→ THE PROBLEM: From the entries that follow, extract each line holding the string "cream".

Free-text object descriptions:
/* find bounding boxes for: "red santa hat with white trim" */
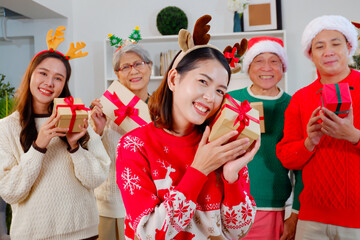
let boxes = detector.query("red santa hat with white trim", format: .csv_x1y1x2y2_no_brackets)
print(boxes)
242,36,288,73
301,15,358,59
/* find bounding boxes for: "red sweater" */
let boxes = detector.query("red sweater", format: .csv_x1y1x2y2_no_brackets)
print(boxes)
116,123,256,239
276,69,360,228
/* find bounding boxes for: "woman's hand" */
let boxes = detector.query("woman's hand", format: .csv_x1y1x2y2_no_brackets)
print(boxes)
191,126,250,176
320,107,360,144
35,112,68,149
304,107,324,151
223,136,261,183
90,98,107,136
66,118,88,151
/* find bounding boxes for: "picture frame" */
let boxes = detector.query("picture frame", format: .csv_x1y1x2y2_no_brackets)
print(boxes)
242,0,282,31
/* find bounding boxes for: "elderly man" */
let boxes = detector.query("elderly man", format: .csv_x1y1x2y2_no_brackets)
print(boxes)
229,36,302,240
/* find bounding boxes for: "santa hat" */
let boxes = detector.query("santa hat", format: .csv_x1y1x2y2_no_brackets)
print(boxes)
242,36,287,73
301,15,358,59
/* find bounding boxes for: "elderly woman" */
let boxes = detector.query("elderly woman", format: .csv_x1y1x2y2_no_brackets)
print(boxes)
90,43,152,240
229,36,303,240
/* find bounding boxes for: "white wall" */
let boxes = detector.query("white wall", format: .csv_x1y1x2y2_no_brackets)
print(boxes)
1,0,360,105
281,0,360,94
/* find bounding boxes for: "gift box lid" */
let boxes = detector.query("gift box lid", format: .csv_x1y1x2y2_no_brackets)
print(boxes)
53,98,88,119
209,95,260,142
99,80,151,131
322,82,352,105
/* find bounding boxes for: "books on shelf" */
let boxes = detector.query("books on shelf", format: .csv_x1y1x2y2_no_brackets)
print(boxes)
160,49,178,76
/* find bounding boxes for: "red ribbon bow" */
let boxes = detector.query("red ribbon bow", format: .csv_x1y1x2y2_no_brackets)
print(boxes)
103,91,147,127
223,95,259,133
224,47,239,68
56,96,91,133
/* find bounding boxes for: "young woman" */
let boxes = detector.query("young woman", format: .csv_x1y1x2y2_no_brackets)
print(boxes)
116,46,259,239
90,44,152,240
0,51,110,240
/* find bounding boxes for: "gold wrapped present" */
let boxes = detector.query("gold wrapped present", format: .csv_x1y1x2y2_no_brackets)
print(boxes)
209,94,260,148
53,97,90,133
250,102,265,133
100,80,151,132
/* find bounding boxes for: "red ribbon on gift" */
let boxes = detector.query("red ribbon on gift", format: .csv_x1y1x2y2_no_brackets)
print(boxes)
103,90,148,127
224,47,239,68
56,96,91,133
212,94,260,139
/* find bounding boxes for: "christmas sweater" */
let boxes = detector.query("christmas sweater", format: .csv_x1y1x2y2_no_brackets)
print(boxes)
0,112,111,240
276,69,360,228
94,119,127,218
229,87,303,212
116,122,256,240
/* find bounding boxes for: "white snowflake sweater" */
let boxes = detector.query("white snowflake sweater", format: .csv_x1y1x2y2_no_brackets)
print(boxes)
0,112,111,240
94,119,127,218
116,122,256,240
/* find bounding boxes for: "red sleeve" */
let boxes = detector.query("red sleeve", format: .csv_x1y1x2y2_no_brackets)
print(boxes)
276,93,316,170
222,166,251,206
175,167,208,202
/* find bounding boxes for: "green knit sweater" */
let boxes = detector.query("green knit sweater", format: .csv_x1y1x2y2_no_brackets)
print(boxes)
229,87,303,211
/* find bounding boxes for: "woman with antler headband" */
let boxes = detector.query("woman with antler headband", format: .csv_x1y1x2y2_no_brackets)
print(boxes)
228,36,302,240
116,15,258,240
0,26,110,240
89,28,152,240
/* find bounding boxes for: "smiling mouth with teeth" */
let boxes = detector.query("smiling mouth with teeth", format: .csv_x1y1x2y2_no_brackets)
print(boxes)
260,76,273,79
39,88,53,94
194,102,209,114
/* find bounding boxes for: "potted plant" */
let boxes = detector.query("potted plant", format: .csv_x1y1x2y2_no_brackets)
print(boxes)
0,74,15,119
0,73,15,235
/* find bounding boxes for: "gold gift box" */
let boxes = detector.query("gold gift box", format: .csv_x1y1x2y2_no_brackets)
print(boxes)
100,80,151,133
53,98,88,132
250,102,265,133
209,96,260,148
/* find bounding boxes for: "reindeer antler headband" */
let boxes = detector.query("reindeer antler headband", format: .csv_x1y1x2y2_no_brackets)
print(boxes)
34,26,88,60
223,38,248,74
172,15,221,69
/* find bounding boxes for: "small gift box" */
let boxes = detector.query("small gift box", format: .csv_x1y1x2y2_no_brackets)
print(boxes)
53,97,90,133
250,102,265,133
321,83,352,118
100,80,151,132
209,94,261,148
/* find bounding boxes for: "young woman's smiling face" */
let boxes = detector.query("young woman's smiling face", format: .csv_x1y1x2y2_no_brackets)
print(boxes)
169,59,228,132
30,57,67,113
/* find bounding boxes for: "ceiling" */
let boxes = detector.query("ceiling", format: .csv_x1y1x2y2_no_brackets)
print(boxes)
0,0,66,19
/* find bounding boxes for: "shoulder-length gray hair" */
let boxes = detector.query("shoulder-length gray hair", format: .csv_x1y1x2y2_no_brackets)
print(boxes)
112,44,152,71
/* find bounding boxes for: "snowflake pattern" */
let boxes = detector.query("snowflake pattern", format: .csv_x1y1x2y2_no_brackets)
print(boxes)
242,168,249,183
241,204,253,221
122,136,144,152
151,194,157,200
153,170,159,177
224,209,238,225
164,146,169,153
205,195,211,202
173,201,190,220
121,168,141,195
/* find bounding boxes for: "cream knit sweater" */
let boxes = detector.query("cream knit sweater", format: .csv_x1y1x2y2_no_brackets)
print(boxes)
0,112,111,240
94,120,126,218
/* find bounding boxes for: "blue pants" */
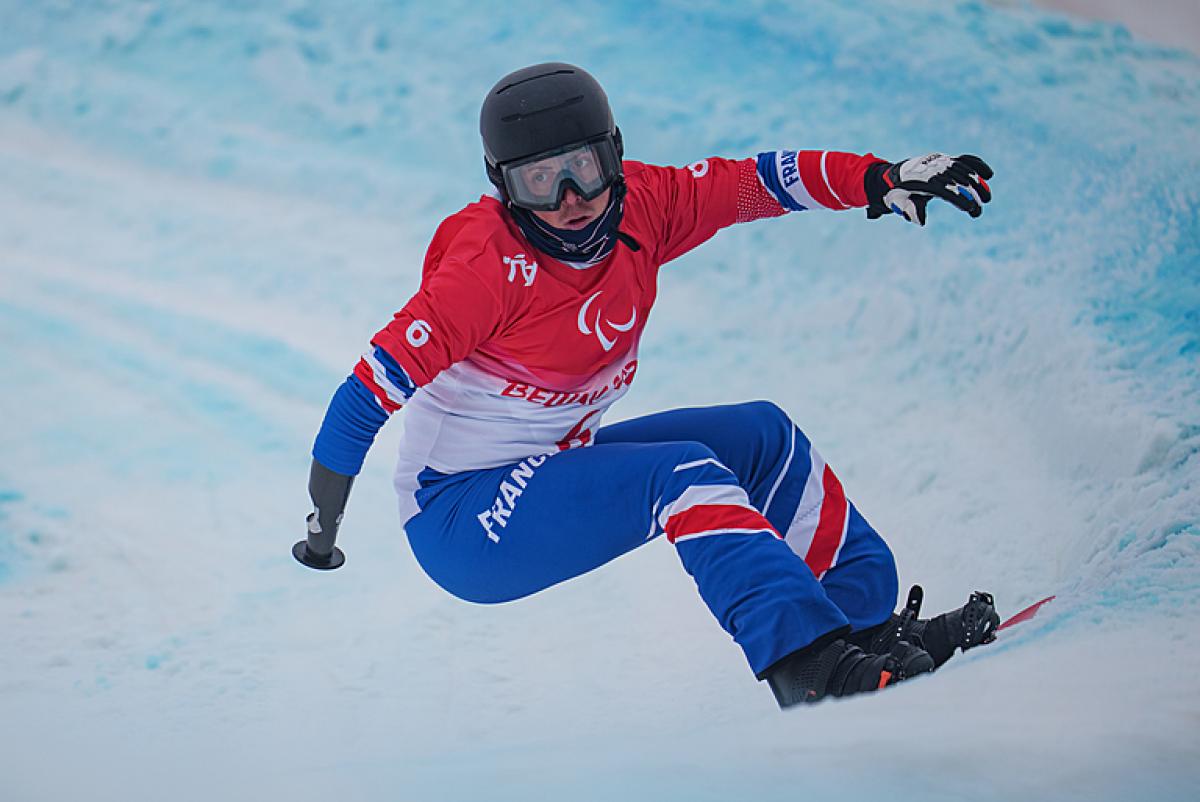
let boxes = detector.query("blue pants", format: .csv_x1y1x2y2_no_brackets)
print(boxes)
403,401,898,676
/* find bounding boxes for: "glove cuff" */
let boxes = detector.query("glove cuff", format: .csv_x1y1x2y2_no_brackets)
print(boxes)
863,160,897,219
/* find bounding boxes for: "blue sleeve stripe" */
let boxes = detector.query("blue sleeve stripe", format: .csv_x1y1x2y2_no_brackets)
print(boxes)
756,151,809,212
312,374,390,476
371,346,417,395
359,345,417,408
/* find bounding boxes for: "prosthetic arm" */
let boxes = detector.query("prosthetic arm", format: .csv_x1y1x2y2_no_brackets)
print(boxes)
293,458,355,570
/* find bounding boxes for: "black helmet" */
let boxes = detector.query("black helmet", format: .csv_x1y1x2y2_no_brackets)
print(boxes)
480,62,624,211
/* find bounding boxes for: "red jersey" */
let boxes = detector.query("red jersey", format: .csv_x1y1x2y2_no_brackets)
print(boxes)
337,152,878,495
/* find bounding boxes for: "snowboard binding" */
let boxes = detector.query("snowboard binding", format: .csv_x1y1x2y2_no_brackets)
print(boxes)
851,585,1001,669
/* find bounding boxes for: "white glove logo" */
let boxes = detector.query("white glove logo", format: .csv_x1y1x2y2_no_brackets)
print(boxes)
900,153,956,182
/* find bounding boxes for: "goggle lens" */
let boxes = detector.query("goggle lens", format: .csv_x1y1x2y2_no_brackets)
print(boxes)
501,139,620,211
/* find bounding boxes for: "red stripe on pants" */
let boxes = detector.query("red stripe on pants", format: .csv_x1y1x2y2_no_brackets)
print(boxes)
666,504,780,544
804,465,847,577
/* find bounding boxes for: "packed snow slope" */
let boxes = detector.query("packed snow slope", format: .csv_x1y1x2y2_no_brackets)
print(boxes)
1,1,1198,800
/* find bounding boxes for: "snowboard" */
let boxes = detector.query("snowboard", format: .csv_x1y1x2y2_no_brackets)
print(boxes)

→ TASK RESULT:
/* find bounding boxes for: "cream knit sweater" */
let boxes = detector.query("cream knit sweater", format: .csv_x1y1x2y2_no_brackets)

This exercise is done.